** Stored items from a collection **
──────────────────────────────

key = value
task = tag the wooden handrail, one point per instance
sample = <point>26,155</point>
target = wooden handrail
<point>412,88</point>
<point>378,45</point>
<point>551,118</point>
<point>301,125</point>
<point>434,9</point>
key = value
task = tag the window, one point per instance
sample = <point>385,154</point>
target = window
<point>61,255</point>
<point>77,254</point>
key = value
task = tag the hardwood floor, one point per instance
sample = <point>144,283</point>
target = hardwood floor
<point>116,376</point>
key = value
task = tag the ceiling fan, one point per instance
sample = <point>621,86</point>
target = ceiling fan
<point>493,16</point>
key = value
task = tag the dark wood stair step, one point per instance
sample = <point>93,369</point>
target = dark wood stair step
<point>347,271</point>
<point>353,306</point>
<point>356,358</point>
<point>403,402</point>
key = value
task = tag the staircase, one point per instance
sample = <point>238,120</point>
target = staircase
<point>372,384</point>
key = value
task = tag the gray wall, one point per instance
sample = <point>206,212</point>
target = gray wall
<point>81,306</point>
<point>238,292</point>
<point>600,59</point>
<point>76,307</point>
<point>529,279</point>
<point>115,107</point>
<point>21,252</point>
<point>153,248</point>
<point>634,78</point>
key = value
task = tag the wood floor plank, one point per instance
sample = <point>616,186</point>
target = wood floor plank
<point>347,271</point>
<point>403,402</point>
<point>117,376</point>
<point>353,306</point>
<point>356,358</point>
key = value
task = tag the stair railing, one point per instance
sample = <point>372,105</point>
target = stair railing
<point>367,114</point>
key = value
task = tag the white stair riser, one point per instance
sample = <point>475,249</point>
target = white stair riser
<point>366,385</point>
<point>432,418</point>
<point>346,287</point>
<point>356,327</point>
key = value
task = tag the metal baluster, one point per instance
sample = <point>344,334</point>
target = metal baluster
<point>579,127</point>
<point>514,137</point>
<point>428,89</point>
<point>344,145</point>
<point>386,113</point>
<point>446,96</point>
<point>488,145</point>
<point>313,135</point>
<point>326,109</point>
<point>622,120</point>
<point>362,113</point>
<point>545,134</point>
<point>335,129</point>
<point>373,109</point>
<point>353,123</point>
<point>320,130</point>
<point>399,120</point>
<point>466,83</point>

──────────────────────────────

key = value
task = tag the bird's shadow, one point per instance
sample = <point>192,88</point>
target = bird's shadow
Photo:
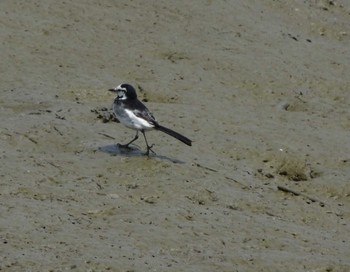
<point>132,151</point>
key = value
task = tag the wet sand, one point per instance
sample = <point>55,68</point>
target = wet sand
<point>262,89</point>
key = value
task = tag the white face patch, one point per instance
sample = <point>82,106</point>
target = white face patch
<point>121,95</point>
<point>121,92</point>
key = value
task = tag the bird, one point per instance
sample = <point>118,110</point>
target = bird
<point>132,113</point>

──────────────────────────────

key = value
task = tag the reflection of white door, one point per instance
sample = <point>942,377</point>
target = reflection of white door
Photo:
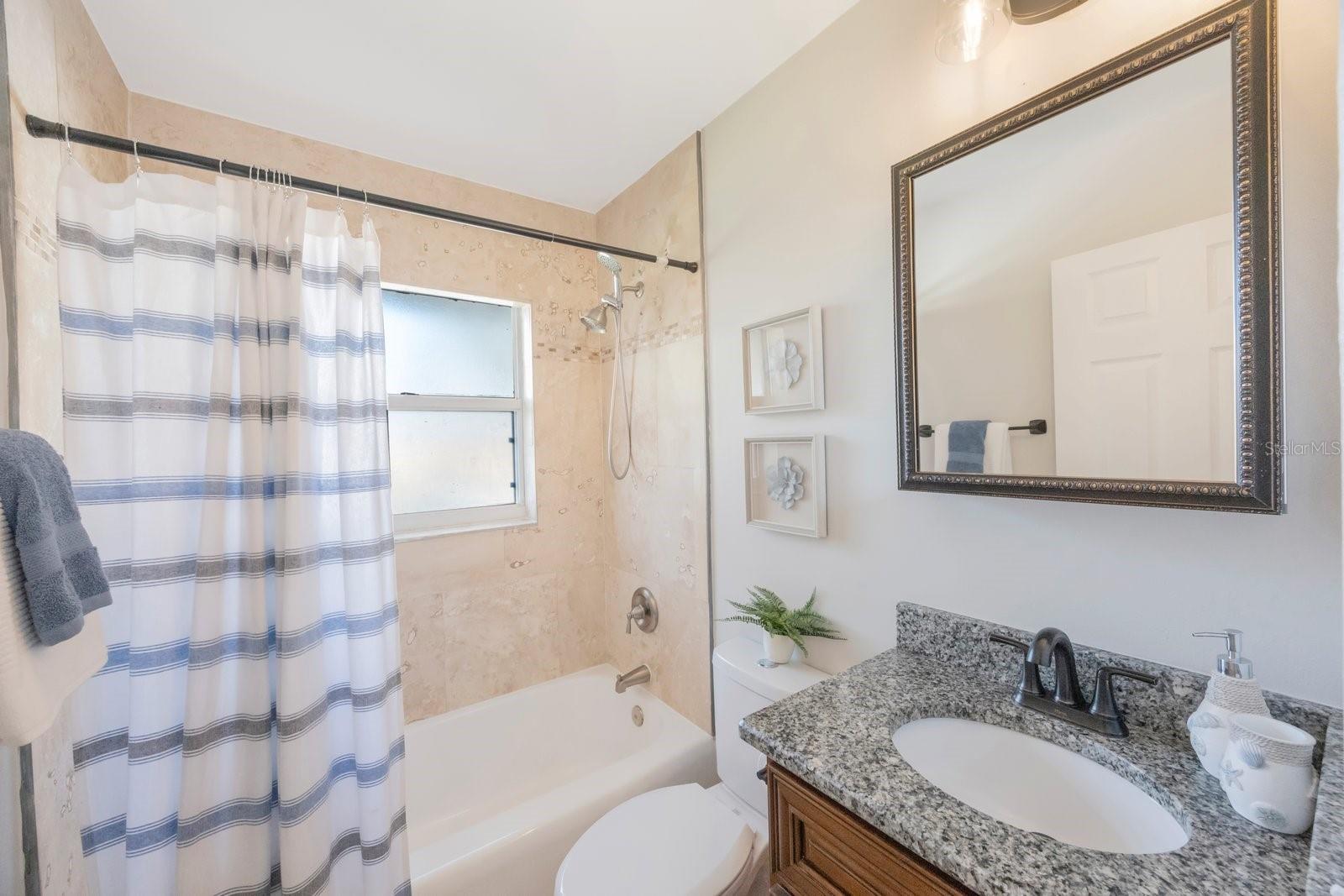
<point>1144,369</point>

──────────────────────────────

Pull out every line of the entries that contains the string "bird", matching case exactly.

** Correct output **
task = tag the bird's shadow, one point per instance
target = bird's shadow
task = tag the bird, one point per instance
target = bird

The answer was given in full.